_REQUIRED WORK_:
Because the pictures are not wanted, reproduce the rest of the records below exactly as they stand.

Point localization data:
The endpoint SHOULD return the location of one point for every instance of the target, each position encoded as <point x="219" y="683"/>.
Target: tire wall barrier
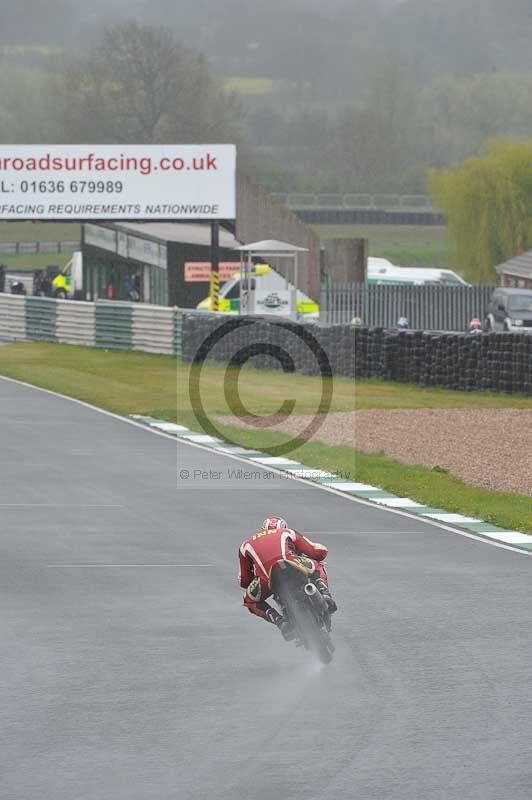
<point x="113" y="326"/>
<point x="500" y="362"/>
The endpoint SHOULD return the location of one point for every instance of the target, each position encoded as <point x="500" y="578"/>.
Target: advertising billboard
<point x="111" y="182"/>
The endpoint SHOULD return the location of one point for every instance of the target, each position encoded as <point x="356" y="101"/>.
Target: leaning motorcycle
<point x="303" y="605"/>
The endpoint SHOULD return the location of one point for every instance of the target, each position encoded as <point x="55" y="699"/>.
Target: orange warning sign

_SOLUTION_:
The endpoint SHOULD return the location of one point for every instance of the target, each position encoded as <point x="219" y="683"/>.
Target: tire wall barrier
<point x="113" y="326"/>
<point x="500" y="362"/>
The endpoint SHOULD return the location of one point for every instance of the target, each position encoded as <point x="500" y="578"/>.
Target: advertising billboard
<point x="111" y="182"/>
The endpoint SHOULD return the location of one point for every instance of the target, each position encoded as <point x="356" y="101"/>.
Target: leaning motorcycle
<point x="303" y="605"/>
The endpoint SHOULD return the location of one point for every instance of the target, each position encoded as <point x="55" y="699"/>.
Target: orange warning sign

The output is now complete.